(Referring expression data)
* * * * * * *

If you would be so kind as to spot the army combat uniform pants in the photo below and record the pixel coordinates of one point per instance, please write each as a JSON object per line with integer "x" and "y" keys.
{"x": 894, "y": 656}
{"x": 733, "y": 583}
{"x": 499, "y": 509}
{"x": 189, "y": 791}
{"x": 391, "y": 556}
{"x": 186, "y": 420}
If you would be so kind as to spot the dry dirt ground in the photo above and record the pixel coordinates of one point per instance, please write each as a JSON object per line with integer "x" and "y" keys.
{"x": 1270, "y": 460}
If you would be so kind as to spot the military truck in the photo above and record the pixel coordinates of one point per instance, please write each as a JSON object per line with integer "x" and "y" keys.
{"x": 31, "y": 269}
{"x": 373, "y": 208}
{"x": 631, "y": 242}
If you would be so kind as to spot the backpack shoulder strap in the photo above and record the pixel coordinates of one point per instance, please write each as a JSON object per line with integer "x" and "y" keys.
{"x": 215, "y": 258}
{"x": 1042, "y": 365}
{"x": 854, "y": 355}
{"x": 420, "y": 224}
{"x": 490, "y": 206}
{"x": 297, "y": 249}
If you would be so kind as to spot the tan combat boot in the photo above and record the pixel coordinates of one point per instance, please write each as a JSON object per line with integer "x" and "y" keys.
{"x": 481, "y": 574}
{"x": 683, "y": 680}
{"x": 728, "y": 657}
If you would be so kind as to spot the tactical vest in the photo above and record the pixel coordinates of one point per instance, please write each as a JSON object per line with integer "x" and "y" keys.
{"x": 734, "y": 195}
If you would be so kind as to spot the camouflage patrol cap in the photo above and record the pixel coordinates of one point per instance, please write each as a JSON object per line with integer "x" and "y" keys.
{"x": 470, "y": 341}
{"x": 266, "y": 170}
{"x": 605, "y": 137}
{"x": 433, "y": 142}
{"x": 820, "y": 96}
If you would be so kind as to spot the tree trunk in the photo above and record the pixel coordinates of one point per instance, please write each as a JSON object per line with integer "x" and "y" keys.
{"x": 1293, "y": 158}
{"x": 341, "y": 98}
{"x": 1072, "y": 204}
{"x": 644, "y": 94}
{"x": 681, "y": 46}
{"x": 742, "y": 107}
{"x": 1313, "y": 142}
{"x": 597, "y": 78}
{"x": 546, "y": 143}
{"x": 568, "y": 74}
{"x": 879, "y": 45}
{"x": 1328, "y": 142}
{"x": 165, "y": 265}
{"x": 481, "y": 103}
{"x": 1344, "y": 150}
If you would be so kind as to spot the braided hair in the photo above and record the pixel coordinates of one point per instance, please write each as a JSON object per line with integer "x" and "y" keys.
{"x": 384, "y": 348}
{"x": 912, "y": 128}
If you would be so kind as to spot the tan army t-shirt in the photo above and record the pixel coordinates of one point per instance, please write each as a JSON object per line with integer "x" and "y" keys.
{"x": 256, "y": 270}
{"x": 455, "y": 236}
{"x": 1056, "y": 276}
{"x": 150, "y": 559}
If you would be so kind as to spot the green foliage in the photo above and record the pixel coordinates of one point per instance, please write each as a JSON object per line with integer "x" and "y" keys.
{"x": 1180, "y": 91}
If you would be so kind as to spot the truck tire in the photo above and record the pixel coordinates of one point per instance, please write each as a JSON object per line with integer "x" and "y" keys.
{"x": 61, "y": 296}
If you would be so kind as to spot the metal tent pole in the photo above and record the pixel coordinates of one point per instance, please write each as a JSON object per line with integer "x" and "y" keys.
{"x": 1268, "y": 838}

* * * * * * *

__ABOUT THIS EXERCISE__:
Starting from the line containing "the tan army", repeat each line through the end of the entries, exactly.

__RESPONSE TO THIS EXERCISE__:
If you would be so kind as to spot the tan army t-shirt in the photo above and record the pixel coordinates of one point per instance, please write each as a JSON object per line with integer "x" and "y" keys.
{"x": 256, "y": 270}
{"x": 455, "y": 236}
{"x": 1056, "y": 276}
{"x": 150, "y": 559}
If you would be so kind as to spot the green foliage in the photo above and record the pixel coordinates of one point per instance, please write each as a JSON object per line with integer "x" and "y" keys.
{"x": 1180, "y": 91}
If you would be so kind as to spot the truck tire in the photo above and record the pixel coordinates of one point per instance, please write each as a JSON object per line with integer "x" and "y" keys.
{"x": 61, "y": 296}
If you would be so kind as to spot the metal tent pole in the photo above and record the pixel coordinates of one point per instance, please write each as a JSON object per line with integer "x" and "y" keys.
{"x": 1268, "y": 838}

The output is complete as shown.